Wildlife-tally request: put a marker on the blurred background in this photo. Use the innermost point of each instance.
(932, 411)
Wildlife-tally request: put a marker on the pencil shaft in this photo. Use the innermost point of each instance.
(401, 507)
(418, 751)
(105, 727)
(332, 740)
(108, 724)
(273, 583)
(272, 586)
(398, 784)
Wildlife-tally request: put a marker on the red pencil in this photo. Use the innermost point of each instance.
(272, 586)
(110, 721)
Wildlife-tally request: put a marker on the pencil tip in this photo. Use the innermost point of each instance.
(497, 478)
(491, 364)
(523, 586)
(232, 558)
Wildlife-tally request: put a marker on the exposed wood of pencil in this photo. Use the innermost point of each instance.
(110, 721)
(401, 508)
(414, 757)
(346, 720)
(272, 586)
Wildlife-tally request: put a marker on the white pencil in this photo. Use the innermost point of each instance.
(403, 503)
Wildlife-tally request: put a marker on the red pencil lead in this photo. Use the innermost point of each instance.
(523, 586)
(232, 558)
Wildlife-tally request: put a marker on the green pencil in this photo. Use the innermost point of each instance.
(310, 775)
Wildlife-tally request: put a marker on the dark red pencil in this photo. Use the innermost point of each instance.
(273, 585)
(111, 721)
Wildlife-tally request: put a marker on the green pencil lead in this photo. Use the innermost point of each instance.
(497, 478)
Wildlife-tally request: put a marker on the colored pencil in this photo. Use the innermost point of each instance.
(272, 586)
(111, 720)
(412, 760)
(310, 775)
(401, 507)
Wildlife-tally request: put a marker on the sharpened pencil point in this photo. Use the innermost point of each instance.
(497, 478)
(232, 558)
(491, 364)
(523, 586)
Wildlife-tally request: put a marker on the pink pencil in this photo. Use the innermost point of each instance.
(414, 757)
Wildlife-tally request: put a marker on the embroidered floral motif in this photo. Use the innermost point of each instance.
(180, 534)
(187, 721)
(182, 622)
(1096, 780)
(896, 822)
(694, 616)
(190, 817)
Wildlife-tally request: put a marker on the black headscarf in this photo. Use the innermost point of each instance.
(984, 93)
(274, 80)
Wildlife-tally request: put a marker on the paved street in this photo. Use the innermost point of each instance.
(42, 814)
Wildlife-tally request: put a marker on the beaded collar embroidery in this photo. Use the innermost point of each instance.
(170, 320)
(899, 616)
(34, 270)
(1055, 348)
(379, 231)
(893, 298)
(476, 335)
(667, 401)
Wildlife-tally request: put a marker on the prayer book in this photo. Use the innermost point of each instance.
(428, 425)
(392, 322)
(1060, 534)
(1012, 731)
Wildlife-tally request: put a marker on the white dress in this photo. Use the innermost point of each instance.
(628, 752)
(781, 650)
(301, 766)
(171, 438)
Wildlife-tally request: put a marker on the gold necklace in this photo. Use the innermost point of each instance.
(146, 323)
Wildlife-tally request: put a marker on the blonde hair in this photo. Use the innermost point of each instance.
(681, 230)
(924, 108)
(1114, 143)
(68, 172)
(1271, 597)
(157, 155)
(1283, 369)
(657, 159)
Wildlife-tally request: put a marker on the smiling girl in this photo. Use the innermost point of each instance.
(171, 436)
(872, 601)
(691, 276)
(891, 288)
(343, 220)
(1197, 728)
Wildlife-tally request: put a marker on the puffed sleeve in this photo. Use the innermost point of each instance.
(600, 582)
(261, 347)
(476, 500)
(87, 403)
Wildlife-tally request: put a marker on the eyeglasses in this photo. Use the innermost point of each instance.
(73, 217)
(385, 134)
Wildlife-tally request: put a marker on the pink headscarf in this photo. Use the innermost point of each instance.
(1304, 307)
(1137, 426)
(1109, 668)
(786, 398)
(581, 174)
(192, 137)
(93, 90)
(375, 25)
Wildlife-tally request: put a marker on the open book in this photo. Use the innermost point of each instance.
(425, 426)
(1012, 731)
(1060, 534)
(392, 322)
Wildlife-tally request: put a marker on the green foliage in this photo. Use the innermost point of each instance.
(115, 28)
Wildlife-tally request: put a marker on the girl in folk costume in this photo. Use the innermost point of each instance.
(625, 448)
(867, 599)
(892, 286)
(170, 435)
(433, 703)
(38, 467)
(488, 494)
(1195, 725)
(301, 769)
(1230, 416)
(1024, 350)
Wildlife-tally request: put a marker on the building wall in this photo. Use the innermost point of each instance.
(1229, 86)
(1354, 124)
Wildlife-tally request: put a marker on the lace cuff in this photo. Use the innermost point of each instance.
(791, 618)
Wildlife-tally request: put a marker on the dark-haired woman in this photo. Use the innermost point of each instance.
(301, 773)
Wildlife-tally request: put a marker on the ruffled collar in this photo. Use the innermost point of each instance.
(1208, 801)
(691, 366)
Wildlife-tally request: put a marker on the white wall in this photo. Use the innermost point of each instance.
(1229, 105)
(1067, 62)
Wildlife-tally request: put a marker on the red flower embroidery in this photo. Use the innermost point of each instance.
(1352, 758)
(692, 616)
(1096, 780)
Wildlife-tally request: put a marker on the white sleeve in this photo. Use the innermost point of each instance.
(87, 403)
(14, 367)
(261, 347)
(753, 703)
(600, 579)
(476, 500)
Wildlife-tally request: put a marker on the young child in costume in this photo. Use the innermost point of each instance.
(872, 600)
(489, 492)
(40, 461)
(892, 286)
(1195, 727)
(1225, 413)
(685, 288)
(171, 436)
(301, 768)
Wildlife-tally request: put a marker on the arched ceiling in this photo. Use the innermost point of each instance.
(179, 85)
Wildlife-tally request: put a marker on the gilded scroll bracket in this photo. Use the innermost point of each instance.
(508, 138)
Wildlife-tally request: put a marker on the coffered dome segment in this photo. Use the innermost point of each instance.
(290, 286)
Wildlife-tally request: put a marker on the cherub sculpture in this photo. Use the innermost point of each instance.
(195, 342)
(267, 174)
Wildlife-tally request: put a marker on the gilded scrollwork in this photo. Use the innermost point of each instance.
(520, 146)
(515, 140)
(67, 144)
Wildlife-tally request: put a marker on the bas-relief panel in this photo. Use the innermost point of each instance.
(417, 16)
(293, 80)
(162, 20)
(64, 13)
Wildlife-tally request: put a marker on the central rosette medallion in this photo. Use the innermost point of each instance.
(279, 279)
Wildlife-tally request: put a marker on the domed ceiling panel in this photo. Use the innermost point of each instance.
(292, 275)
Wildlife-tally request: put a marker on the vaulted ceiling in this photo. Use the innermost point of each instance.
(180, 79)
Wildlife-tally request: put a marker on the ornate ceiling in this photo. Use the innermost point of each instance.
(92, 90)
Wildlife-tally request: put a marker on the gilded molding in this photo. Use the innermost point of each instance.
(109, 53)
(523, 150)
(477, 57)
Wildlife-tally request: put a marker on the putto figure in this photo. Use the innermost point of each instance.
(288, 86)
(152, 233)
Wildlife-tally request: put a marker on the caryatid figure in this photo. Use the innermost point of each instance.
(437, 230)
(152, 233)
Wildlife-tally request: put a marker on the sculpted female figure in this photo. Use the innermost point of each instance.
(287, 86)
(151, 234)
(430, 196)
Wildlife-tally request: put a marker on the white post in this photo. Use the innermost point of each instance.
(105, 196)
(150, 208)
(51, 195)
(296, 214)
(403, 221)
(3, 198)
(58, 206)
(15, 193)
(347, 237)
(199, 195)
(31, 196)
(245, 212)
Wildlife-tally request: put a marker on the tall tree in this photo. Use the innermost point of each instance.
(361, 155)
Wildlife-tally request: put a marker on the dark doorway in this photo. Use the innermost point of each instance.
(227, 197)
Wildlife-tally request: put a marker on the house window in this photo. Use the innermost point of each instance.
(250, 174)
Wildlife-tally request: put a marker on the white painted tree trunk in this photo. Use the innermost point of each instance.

====

» **やること**
一覧のうち、「Wildlife-tally request: put a marker on the open」を含む行から始まって「(1354, 124)」を含む行で終わる部分だけを、両端の行と依頼の行も含めて書き出してください。その際、答えの座標の数値はすべて1.5倍に換算し、整数に丸めてください（ちょうど0.5のときは切り上げ）。

» **正解**
Wildlife-tally request: put a marker on the open book in this photo. Use the innermost point of each instance.
(638, 639)
(1518, 1097)
(1590, 801)
(588, 483)
Wildlife-tally request: put a marker on the green foliage in this photo. Use the innermost point of each instance.
(173, 42)
Wildlife-tally request: put a marker on the girl in folk costume in this photo. Use the innermost point of each instance.
(938, 672)
(1301, 899)
(1338, 429)
(255, 653)
(650, 1055)
(57, 701)
(732, 741)
(1793, 1088)
(452, 1154)
(1845, 624)
(1536, 525)
Wildlife-tally request: put a marker on the building wall in this photo. Use the innermost point of each instance.
(1844, 129)
(2031, 186)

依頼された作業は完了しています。